**Exercise task:** Rewrite the stretch of data from the start through the line containing "159], [282, 169]]" as a Markdown table with the columns No. and Text, giving each line its own numbered row and leaving out any blank lines.

**Items from a data source:**
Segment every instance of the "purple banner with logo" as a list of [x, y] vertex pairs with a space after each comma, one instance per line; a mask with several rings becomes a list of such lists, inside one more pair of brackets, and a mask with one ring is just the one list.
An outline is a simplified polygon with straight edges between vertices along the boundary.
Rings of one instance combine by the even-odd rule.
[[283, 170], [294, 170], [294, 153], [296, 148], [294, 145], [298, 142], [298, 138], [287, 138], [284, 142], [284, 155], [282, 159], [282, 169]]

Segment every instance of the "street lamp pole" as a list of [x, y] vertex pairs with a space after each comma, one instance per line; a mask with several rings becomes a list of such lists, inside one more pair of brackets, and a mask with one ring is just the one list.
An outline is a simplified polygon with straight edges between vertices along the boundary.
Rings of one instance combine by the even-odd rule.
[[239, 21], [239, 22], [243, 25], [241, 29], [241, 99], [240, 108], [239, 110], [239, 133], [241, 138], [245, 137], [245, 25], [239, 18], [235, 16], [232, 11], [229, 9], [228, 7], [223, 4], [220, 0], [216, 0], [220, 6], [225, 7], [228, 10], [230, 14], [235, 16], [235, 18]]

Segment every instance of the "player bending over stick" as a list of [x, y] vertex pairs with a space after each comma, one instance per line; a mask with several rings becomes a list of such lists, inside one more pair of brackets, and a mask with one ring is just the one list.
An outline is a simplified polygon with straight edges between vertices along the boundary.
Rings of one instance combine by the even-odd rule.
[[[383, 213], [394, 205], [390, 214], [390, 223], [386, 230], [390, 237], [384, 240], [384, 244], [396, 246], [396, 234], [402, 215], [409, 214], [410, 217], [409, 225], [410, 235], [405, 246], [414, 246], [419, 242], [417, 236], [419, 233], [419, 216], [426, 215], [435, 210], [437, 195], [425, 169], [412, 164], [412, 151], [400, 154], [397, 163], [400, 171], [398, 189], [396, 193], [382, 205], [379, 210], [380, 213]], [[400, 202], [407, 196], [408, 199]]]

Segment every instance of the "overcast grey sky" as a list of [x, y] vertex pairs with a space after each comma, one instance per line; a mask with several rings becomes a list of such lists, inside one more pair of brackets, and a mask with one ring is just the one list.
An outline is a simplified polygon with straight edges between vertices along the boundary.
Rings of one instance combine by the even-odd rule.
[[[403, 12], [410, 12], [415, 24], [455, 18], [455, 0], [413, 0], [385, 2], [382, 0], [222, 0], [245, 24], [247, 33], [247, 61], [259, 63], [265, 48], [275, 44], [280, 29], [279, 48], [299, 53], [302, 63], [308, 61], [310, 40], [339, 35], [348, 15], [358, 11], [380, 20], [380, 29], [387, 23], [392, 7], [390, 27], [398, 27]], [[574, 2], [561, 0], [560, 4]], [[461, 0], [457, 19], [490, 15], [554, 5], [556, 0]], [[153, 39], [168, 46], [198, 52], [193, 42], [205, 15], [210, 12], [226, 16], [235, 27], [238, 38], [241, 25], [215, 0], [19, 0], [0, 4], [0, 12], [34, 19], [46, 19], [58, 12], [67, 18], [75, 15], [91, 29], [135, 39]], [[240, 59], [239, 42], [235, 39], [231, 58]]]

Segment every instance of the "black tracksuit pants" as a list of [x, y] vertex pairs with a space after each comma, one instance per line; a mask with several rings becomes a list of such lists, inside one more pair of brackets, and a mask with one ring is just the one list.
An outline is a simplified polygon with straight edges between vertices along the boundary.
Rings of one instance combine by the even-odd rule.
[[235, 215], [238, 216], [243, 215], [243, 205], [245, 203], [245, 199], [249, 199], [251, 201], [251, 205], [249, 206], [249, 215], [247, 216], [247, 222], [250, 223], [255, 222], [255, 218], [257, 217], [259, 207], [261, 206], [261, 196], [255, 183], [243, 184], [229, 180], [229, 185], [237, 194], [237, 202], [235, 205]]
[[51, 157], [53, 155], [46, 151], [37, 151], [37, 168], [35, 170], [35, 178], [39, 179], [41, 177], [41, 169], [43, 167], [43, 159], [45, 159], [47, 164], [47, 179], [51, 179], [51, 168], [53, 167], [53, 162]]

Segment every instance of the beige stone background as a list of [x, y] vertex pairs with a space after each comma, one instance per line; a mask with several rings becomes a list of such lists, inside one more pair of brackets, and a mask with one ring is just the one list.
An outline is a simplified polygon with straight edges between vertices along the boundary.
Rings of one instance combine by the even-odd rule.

**The reply:**
| No. | Text |
|---|---|
| 1 | Segment every instance of the "purple banner with logo" as a list of [x, y] vertex pairs with a space after each comma, one instance per line; a mask with several rings becomes a list of such lists, inside one more pair of brackets, and a mask with one ring is just the one list. |
| 2 | An outline is a simplified polygon with straight edges between vertices along the boundary. |
| 3 | Rings of one instance combine by the even-odd rule. |
| 4 | [[283, 170], [294, 170], [294, 153], [296, 148], [294, 145], [298, 142], [298, 138], [287, 138], [284, 142], [284, 155], [282, 159], [282, 169]] |